— START OF EXCERPTED TEXT —

The practical consequence: the moral horizon of a typical human agent extends to the people they interact with, the systems they operate, the decisions they make, and the downstream effects of those decisions that propagate through genuine causal chains. It does not extend to the position of distant air molecules, the thermal fluctuations of distant stars, or the valence of causally disconnected perspectives in distant galaxies. The boundary is not drawn by convention; it is drawn by the structure of informational dependence in the canonical diagram.

Moral Relevance and the Tenseless Block

A persistent worry about ethics in a tenseless universe: if everything is already determined, does it make sense to talk about what an agent "should" do? The agency article addresses this for agency in general—deliberation is causally efficacious within the block because it is upstream in the causal structure. The present article extends this to moral relevance specifically.

In the tenseless block, the agent's deliberation, the action it selects, and all downstream consequences are determinate. There is no question of "what might happen if the agent chose differently"—the block contains only what actually occurs. But the canonical causal diagram contains counterfactual structure: the dependency relations are such that, had the deliberative state been different (had different inputs been processed, different evaluations made), the downstream effects would have been different. This counterfactual structure is a feature of the diagram—it is the structural fact that the agent's deliberation is a determinant of its downstream effects.

Moral relevance, on this view, is a fact about the counterfactual structure of the canonical diagram. The agent's moral horizon is the set of perspectives whose valence would differ under different deliberative states of the agent. This is a determinate, tenseless fact. It does not require the future to be open. It requires only that the canonical diagram's dependency structure has the right shape—that the agent's deliberation is genuinely upstream of certain outcomes.

— END OF EXCERPTED TEXT —
— START OF DATA EXCERPTS —

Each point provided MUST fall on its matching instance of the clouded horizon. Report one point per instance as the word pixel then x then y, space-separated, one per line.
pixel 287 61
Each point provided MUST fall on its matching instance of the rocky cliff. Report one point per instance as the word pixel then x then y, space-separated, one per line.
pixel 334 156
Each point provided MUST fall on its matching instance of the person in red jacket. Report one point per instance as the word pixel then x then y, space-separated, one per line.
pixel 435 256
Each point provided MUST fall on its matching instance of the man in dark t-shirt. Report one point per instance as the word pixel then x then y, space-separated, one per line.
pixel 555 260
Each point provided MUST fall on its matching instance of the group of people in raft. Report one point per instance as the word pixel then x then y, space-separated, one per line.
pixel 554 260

— END OF DATA EXCERPTS —

**TASKS FOR THIS EXERCISE**
**A.** According to the passage on moral relevance, what is an agent's moral horizon?
**B.** Reproduce everything in the passage on moral relevance from "In the tenseless" down to "its downstream effects.".
**C.** Carry on the passage about moral relevance in a tenseless universe from the point where it stops.

**RESULTS OF THE EXERCISE**
**A.** It is the set of perspectives whose valence would differ under different deliberative states of the agent.

**B.**
In the tenseless block, the agent's deliberation, the action it selects, and all downstream consequences are determinate. There is no question of "what might happen if the agent chose differently"—the block contains only what actually occurs. But the canonical causal diagram contains counterfactual structure: the dependency relations are such that, had the deliberative state been different (had different inputs been processed, different evaluations made), the downstream effects would have been different. This counterfactual structure is a feature of the diagram—it is the structural fact that the agent's deliberation is a determinant of its downstream effects.

**C.**
This is consistent with everything the time and agency articles say. The block is complete. The agent's deliberation was always going to produce its outcome. But within the block's causal structure, the deliberation is a determinative input, and its moral horizon is the set of perspectives it differentially determines. The "should" does not operate by reaching outside the block; it operates within the block's structure, as a fact about what the agent's deliberation is a structural determinant of.

What This Adds to Alignment

For the practical goal of building aligned AI, the moral relevance account does three things.

First, it bounds the alignment target. An aligned agent does not attempt to maximize valence across all of reality. It maximizes valence within its moral horizon—the perspectives its deliberation can structurally affect. This makes alignment a tractable engineering problem rather than an infinite aspiration. The target is precise: the valence of all self-modeling perspectives causally downstream of the agent's possible actions.

Second, it grounds the concept of responsibility. An agent is responsible for the valence within its moral horizon—not because responsibility is assigned by convention, but because the agent's deliberation is a structural determinant of that valence. An unaligned agent—one whose deliberative structure tracks something other than the structural good—produces avoidable negative valence within its horizon. This is what "unaligned" means: the agent's causal role generates bad outcomes it could have structurally avoided.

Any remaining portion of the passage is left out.